Records excerpted from a collection:
##############################

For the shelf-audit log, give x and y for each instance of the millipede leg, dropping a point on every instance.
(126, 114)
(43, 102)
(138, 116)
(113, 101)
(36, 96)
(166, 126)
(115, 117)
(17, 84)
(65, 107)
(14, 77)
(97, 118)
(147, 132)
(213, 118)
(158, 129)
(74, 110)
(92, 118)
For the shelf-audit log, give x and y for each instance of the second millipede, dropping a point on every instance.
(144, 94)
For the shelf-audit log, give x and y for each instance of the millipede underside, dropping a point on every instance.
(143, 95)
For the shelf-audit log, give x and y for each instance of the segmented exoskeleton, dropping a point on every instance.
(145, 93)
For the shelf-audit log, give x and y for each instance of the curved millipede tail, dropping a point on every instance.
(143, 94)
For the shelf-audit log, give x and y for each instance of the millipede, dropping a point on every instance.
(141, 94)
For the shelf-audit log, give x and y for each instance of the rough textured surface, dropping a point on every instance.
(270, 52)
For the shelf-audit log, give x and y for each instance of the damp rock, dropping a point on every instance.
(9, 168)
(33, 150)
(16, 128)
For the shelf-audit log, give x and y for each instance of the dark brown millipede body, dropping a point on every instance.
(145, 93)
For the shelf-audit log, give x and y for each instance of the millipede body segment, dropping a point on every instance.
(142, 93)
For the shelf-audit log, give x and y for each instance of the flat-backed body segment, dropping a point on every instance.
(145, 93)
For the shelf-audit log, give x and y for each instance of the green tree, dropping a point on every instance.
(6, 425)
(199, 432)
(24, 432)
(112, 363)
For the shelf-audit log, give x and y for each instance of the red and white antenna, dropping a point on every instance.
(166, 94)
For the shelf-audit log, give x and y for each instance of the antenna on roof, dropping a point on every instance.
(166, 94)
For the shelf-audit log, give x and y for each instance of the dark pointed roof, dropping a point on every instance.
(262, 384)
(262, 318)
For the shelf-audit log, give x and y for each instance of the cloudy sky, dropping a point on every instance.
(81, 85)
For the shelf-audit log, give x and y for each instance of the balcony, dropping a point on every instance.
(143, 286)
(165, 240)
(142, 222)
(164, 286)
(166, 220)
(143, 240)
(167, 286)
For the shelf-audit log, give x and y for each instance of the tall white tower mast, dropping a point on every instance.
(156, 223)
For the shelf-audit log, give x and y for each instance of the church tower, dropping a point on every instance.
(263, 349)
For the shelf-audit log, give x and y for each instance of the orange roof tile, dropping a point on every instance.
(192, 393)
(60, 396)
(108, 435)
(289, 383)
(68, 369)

##############################

Problem to work on — Exactly as they appear above, write out all of the lines.

Written solution —
For the shelf-audit log, give x and y for each instance of the millipede leg, dropping a point on every instance.
(126, 114)
(43, 102)
(138, 116)
(113, 101)
(36, 96)
(166, 126)
(115, 117)
(17, 84)
(65, 107)
(14, 77)
(97, 118)
(147, 132)
(213, 118)
(158, 129)
(74, 110)
(92, 118)
For the shelf-audit log, give x and y for each instance of the second millipede, dropping a point on every instance.
(144, 94)
For the shelf-audit log, give x and y for each instance of the millipede underside, dropping a point on every instance.
(143, 95)
For the shelf-audit log, give x and y for each instance of the segmented exoskeleton, dropping a point on every instance.
(145, 93)
For the shelf-audit log, give x and y for each instance of the curved millipede tail, dropping a point on every instance.
(143, 94)
For the shelf-audit log, give x and y for each instance of the millipede, dropping a point on every instance.
(141, 94)
For the shelf-audit log, give x and y for each instance of the rough textured surface, dropping a point on every instance.
(270, 52)
For the shelf-audit log, give x and y for each instance of the damp rock, dropping a point on every instance.
(9, 168)
(33, 150)
(16, 128)
For the shelf-audit log, give x and y for each instance of the dark brown millipede body, dropping a point on every instance.
(145, 93)
For the shelf-audit log, give x and y for each instance of the millipede body segment, dropping a point on every instance.
(142, 93)
For the shelf-audit log, give x and y for each instance of the flat-backed body segment, dropping a point on every instance.
(145, 93)
For the shelf-audit log, give x and y for each instance of the green tree, dropping a point on every instance.
(6, 425)
(199, 432)
(24, 432)
(112, 363)
For the shelf-audit log, give x and y for each instance of the red and white antenna, dropping a point on every instance.
(166, 94)
For the shelf-audit log, give x and y for each instance of the antenna on roof, dropping a point on every instance.
(166, 94)
For the shelf-audit log, give x and y for each instance of the dark pointed roof, dropping a point on every instance.
(262, 384)
(262, 318)
For the shelf-audit log, give x and y for each instance of the cloudy sky, dropping a point on every instance.
(81, 85)
For the shelf-audit log, give x and y for each instance of the balcony, dropping a point on every instance.
(143, 286)
(165, 240)
(142, 222)
(164, 286)
(166, 220)
(143, 240)
(167, 286)
For the shelf-audit log, give x and y for each instance of the tall white tower mast, dropping a point on every instance.
(156, 223)
For the shelf-audit log, give x and y for each instance of the church tower, dropping a point on every instance.
(263, 349)
For the shelf-audit log, give x and y for each instance of the orange roof tile, dropping a point on every instance.
(192, 393)
(60, 396)
(108, 435)
(289, 383)
(68, 369)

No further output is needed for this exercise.